(Part of a data file)
========
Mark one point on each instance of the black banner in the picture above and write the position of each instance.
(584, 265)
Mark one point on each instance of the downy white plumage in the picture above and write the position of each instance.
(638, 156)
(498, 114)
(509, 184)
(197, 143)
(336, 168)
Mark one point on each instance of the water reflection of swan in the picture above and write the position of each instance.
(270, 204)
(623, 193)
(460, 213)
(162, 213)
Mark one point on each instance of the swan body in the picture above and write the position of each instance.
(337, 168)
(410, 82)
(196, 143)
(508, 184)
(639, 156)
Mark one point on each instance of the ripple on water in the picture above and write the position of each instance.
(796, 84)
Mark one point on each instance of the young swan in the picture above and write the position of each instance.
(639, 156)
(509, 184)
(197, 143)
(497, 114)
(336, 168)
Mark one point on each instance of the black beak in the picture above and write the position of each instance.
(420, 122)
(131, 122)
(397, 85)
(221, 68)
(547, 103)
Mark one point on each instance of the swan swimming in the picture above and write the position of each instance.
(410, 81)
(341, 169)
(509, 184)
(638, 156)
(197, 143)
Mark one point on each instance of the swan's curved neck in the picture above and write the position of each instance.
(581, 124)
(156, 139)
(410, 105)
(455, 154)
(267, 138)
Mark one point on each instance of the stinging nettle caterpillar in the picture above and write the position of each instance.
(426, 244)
========
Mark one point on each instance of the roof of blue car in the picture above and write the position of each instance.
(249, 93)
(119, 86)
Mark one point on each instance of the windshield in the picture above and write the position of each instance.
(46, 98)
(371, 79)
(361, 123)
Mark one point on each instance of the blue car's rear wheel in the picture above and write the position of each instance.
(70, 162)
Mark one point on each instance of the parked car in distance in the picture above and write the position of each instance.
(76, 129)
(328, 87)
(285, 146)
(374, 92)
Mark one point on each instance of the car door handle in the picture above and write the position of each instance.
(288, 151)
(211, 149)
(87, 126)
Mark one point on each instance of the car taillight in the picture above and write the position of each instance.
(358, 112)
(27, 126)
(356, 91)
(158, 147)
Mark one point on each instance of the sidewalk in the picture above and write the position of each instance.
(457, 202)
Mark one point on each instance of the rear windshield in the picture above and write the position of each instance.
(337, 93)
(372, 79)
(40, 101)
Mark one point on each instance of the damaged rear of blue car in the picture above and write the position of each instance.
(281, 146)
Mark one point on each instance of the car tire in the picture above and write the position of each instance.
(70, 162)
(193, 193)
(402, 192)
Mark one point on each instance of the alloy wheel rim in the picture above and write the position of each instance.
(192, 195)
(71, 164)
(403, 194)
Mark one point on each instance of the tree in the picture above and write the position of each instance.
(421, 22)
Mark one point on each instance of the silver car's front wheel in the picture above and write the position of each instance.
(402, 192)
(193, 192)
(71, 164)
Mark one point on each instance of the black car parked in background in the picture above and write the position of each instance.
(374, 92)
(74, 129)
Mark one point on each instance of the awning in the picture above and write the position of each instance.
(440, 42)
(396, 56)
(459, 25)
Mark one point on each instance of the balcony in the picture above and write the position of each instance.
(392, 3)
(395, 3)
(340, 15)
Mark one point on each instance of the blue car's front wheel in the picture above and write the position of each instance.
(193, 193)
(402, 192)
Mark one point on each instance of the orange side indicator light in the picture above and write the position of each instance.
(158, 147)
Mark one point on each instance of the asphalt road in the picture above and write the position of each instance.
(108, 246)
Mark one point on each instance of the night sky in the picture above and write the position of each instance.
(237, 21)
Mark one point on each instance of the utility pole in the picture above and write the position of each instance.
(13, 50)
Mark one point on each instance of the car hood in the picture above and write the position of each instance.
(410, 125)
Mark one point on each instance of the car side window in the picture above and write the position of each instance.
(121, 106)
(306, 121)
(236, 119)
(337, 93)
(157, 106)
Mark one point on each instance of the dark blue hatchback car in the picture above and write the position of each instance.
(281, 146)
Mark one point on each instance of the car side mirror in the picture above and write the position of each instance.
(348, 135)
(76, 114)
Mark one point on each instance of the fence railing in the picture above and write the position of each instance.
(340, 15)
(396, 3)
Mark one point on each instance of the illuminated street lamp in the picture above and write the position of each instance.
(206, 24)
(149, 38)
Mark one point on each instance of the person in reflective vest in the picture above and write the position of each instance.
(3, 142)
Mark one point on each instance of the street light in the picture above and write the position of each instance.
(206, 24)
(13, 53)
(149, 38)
========
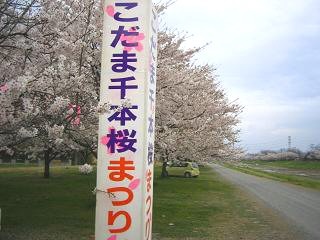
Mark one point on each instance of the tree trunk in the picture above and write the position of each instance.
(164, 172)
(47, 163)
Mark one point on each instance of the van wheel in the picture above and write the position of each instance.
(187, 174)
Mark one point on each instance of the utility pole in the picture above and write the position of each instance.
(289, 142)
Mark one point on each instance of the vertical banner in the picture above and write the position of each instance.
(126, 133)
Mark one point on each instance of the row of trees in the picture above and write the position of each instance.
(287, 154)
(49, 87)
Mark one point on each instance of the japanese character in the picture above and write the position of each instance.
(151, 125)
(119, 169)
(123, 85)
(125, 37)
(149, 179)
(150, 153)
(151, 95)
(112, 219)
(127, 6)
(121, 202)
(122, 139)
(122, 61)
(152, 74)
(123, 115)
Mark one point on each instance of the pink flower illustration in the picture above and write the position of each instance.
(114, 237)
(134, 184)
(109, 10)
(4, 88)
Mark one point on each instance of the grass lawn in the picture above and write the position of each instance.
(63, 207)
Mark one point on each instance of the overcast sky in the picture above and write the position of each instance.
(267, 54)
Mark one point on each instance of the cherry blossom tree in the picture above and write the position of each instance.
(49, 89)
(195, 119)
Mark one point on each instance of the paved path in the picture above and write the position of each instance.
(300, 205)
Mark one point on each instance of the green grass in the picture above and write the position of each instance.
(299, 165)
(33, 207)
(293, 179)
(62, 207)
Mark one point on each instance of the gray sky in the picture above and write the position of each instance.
========
> [What the exercise asks]:
Print the lines of the material above exactly as they appear, starting at the line that contains "Mark one point on each instance of the cherry" and stopping after the line that contains "Mark one point on each instance of the gray".

> [Output for this exercise]:
Mark one point on each instance of the cherry blossom tree in the picture above and write the position of each instance.
(49, 89)
(195, 119)
Mark one point on each instance of the paved path in the picture above and write the position of each instance.
(300, 205)
Mark one point on each instance of the green grass in the picture above and write the position of each instance.
(299, 165)
(33, 207)
(293, 179)
(62, 207)
Mark one point on each instance of the gray sky in the picture above and write the position of each instance.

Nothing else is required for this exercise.